_WORK INSTRUCTIONS_:
a – According to the Romero reflection, what has the human race of the twentieth century climbed to?
b – In the Romero reflection, reproduce verbatim the part that opens with the words containing "But the absolute" and closes with "feet of God.".
c – Carry on the Romero reflection on Christ's kingship from where it stops.

_TEXT_:
··········
Oscar Romero on Christ’s Kingship

Written by Tobias Winright
November 2010 (Reign of Christ Sunday, Proper 29)

In view of this Sunday’s focus on the reign of Christ, I find some words from Archbishop Oscar Romero to be appropriate:

“The human race of the twentieth century
has climbed to the moon,
has uncovered the secret of the atom,
and what else may it not discover?


The Lord’s command is fulfilled:
Subdue the earth!
But the absolute human dominion over the earth
Will be what is proclaimed today:
bringing all things of heaven and earth together
in Christ.

Then humanity hallowed will put under God’s reign
this world, which is now the slave of sin,
and set it at the feet of Christ,
and Christ at the feet of God.

This is the bringing together that was God’s design
before the world existed.
··········
Boundary labeling items:
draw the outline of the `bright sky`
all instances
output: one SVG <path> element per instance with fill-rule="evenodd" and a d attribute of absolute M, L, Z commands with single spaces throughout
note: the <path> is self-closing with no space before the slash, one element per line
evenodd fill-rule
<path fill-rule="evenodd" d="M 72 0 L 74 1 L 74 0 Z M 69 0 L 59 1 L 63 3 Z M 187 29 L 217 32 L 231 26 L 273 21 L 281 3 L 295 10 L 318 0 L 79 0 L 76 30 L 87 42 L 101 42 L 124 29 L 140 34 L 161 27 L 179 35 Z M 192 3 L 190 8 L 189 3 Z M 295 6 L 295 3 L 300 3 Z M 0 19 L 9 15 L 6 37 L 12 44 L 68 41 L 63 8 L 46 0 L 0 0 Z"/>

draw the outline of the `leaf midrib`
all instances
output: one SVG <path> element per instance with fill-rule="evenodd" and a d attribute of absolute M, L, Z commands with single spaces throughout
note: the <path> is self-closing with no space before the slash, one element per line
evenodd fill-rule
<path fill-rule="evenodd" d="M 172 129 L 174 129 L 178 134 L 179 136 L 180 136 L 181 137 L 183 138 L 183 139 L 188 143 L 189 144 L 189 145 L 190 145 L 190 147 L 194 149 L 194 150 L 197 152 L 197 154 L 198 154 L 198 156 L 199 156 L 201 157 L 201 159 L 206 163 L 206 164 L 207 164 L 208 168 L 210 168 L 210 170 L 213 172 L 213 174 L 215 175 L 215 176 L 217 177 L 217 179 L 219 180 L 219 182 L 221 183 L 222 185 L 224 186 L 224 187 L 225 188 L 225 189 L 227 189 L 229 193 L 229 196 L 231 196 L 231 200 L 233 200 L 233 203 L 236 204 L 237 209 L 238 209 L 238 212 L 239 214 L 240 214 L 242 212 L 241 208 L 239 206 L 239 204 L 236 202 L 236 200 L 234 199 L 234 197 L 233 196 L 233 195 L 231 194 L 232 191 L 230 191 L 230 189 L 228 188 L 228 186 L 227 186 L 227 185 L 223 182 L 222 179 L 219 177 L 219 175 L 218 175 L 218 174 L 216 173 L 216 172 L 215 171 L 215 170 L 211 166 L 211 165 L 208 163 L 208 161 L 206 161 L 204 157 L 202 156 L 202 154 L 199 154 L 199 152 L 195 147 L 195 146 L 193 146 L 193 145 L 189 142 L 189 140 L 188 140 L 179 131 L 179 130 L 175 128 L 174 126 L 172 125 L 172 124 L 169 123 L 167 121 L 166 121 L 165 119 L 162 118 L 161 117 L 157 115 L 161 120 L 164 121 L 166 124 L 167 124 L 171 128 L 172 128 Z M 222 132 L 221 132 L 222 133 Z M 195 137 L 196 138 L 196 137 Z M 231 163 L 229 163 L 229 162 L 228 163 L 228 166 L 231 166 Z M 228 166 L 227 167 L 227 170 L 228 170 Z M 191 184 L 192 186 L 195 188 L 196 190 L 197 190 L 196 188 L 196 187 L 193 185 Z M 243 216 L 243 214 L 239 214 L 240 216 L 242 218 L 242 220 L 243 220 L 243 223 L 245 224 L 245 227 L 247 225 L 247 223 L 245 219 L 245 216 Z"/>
··········
_ANSWERS FOR THE EXERCISE_:
a – The moon.

b –
But the absolute human dominion over the earth
Will be what is proclaimed today:
bringing all things of heaven and earth together
in Christ.

Then humanity hallowed will put under God’s reign
this world, which is now the slave of sin,
and set it at the feet of Christ,
and Christ at the feet of God.

c –
And when History comes to its end,
this will be God’s fulfillment:

Christ,
the sum of all things.
All that history has been,
all that we do ourselves,
good or bad,
will be measured by God’s design;
and there will remain only those who have labored
to put things under Christ’s rule.

All that has tried to rebel against God’s plan in Christ
is false.
It will not last;
It will be for history’s waste heap. (July 15, 1979)
---

Christ is presented to us as the shepherd king,
king and shepherd of all the world’s peoples,
of all of history.

He holds the key to history’s outcome
And to the crises of its peoples…
It is for us, hierarchy and people, to proclaim
the eternal, sole, and universal kingship of Christ
and to bring it about
that all peoples, families, and persons submit to him.

His is not a despotic regime,
but a regime of love…. (July 22, 1979)

From Oscar Romero, The Violence of Love, compiled and translated by James R. Brockman, SJ (The Plough Publishing House, 1998), pp. 148-150.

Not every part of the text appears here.